- _Document passage_:
- Opening Delimiter -

Abstract

New research backs the contentious idea that solid tumours are not masses of equivalent cells, but instead contain cancer stem cells that support tumour maintenance. Here, two experts provide complementary views on the findings and on the implications for potential therapies. See Letters p.522 & p.527 In a mouse model of glioblastoma, Luis Parada and colleagues use a green fluorescent protein (GFP) reporter protein expressed selectively in neural stem cells — in which the tumours arise — to trace cancer cells in an endogenous setting. The reporter labelled a small subset of glioma cells that were less proliferative than the bulk of the tumour cells. However, the GFP+ cells were responsible for re-growth of the tumours after treatment with the cytotoxic drug temozolomide. Selective ablation of the GFP+ cells combined with temozolomide was more effective at arresting tumour growth. The GFP+ cells appear to be at the apex of a functional hierarchy of cancer cells so may represent cancer stem cells — a subset of tumour cells able to maintain tumour growth. Targeting both this population and the more proliferative bulk of cancer cells may lead to improved therapeutic outcome. Using genetic-lineage tracing, Cedric Blanpain and colleagues for the first time clonally trace tumour cells in vivo in an unperturbed solid tumour. In a carcinogen-induced papilloma mouse model, they find that the cells in these benign lesions mirror the clonal hierarchy organization of normal tissue. Only a fraction of papilloma cells with a higher proliferative potential is able to sustain a second, slower-cycling transient population that gives rise to the differentiated tumour cells that form the bulk of the papillomas. But when lesions progress to squamous cell carcinomas, there is a switch to mainly self-renewing divisions and limited differentiation, suggesting that these cells may represent a cancer stem cell population. Evidence for cancer stem cells — a subset of tumour cells able to maintain tumour growth — has previously been demonstrated only in solid tumours in transplantation experiments.

- Closing Delimiter -

- _Records supplied_:
- Opening Delimiter -

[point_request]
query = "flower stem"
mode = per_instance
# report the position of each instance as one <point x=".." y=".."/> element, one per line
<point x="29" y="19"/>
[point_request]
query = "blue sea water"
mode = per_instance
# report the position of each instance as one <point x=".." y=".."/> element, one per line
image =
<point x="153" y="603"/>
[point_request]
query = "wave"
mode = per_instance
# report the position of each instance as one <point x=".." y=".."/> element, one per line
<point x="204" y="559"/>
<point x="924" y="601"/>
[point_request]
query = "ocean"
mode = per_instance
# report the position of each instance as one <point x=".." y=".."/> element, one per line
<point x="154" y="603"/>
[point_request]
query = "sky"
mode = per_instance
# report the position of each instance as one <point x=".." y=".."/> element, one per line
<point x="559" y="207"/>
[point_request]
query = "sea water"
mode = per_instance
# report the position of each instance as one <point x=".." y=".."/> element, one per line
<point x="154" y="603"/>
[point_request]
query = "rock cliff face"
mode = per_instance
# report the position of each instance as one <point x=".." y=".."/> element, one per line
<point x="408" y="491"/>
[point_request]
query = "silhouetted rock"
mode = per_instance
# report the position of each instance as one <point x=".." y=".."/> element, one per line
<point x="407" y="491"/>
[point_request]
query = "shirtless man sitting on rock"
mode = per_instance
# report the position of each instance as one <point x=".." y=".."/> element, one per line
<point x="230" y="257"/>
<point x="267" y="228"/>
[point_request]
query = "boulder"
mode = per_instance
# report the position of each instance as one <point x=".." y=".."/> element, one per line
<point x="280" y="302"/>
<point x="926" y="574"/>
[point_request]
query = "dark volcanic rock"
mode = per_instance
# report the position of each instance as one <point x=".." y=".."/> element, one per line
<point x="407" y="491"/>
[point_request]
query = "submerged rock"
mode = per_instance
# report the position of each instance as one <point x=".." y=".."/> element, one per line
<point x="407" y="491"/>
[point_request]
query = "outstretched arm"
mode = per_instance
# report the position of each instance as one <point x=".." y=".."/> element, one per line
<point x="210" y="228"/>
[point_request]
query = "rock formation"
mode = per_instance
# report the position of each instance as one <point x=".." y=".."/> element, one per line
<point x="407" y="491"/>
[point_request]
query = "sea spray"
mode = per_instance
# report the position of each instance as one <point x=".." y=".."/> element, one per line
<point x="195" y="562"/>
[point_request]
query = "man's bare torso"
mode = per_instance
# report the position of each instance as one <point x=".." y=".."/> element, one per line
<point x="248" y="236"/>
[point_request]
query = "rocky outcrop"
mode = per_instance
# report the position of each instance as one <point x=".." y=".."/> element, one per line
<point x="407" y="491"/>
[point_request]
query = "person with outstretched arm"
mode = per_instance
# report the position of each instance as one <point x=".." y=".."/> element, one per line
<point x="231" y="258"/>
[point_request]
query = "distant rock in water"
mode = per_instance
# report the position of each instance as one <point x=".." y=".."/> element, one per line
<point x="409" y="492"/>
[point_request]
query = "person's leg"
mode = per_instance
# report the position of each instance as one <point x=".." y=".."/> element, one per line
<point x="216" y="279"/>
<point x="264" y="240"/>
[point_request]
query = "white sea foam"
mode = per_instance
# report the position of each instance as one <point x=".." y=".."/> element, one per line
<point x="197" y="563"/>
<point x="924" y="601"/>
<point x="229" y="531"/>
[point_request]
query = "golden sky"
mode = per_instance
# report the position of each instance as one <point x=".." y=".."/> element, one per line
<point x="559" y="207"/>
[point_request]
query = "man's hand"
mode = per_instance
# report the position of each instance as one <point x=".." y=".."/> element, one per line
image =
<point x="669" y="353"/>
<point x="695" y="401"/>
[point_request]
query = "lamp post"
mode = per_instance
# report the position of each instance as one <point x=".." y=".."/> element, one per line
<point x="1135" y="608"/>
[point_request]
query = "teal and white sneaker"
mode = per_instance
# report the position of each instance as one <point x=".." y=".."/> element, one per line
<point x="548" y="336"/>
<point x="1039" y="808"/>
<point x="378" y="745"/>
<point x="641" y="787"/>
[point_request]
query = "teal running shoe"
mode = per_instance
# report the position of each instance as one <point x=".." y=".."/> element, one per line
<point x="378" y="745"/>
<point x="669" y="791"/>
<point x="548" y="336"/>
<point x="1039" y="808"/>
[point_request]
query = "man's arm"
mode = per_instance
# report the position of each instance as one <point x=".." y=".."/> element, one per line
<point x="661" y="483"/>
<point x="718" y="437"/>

- Closing Delimiter -

- _Task prompt_:
Translate this sentence from the cancer stem cell abstract into Spanish: "Selective ablation of the GFP+ cells combined with temozolomide was more effective at arresting tumour growth." You won't need the records for this.

- _Answer_:
La ablación selectiva de las células GFP+ combinada con temozolomida fue más eficaz para detener el crecimiento tumoral.